* TEXT PROVIDED *
● ● ● ● ●

# Hello im new



## jeremyhenline (Mar 22, 2013)

Hey fellow chicken peep im new to this sight and would like to say howdy!!!!


----------



## HomeSkillet (Mar 1, 2013)

Good Morning! Always nice to meet another enthusiast. What's your flock like?


----------



## Energyvet (Jul 25, 2012)

Hi. Welcome to Chickenland from NJ!


----------



## rob (Jun 20, 2012)

hello and welcome. hope you enjoy the forum.


----------



## jeremyhenline (Mar 22, 2013)

I have a total of 23 at the moment 5 red sex links 3 rhoad island reds 3 barrad rocks 2 jersey giants 2 black austrolops 2 new hampshires 2 silver laced wynotes 3 silkys. 12 are chicks so i hope they all turn out hens. Any ideas on telling sex?


----------



## Roslyn (Jun 21, 2012)

Welcome!

As for telling the sex, usually around three weeks the boys will pop their combs. If you look at everyone real careful a boy will stand out.

Here is a link to a photo I uploaded to use to show boys and girls. The first two peeps are boys, the third is a girl. They are roughly 4 weeks old. Mama Marbles was so proud!

http://cdn.chickenforum.com/attachments/f47/1554d1349099985-males-females-100_0237.jpg


----------



## blblanchard (Mar 12, 2013)

● ● ● ● ●

* TASK *
Could you copy everything in the chicken forum thread from "I have a total" down to "was so proud!", switching "chicks" to "babies"?

● ● ● ● ●

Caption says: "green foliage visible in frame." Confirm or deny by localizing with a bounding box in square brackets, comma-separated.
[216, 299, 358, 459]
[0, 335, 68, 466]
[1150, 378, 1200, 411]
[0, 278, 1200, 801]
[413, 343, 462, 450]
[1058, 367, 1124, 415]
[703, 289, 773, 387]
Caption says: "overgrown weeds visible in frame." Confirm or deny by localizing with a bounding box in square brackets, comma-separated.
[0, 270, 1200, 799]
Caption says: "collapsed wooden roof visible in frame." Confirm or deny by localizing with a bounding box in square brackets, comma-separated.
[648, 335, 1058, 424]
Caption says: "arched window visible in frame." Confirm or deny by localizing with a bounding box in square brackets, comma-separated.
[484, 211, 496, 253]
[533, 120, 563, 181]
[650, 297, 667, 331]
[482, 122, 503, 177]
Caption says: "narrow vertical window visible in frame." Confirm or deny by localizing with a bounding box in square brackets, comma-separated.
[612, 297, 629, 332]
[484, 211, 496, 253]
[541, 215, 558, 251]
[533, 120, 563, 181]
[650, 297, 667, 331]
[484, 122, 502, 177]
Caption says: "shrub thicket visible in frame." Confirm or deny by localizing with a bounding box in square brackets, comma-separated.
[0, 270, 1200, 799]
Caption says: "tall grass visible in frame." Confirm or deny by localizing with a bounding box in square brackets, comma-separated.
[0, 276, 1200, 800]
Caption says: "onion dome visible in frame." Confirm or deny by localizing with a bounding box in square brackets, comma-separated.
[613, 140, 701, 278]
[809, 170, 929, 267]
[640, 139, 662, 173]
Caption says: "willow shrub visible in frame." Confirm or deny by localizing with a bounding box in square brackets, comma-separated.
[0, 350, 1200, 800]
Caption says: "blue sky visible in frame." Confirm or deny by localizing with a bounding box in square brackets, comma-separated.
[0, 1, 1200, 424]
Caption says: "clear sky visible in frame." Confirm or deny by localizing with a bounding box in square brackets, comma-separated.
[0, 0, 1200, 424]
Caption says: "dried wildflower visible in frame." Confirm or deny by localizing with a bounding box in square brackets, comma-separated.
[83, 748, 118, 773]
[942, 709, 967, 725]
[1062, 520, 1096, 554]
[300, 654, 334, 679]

● ● ● ● ●

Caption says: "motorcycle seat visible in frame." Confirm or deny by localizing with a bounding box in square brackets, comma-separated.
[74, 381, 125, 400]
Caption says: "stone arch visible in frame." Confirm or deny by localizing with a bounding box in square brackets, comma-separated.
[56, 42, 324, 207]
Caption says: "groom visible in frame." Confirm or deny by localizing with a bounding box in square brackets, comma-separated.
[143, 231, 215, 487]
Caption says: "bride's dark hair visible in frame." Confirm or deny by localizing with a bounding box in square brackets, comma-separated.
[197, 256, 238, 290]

● ● ● ● ●

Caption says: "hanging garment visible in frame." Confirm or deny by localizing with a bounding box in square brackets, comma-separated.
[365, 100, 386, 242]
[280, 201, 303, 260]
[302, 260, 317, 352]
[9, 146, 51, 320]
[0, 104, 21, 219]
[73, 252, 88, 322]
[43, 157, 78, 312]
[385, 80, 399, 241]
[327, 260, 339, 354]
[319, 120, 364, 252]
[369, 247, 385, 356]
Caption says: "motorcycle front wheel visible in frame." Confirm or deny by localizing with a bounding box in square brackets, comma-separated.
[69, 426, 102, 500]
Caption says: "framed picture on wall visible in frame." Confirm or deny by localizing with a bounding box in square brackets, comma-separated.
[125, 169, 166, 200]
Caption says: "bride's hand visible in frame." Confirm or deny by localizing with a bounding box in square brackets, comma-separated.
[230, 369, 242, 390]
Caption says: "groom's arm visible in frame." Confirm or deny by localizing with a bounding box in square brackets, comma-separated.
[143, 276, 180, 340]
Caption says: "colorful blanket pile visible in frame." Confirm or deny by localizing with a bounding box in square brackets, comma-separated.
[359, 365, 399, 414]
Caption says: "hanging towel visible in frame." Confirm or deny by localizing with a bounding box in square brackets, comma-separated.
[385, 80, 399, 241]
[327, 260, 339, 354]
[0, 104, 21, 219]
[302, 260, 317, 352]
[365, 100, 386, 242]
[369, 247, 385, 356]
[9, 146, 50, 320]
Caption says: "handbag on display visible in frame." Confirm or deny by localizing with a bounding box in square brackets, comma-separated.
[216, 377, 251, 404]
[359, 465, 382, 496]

● ● ● ● ●

* ANSWER FOR THIS EXERCISE *
I have a total of 23 at the moment 5 red sex links 3 rhoad island reds 3 barrad rocks 2 jersey giants 2 black austrolops 2 new hampshires 2 silver laced wynotes 3 silkys. 12 are babies so i hope they all turn out hens. Any ideas on telling sex?


----------



## Roslyn (Jun 21, 2012)

Welcome!

As for telling the sex, usually around three weeks the boys will pop their combs. If you look at everyone real careful a boy will stand out.

Here is a link to a photo I uploaded to use to show boys and girls. The first two peeps are boys, the third is a girl. They are roughly 4 weeks old. Mama Marbles was so proud!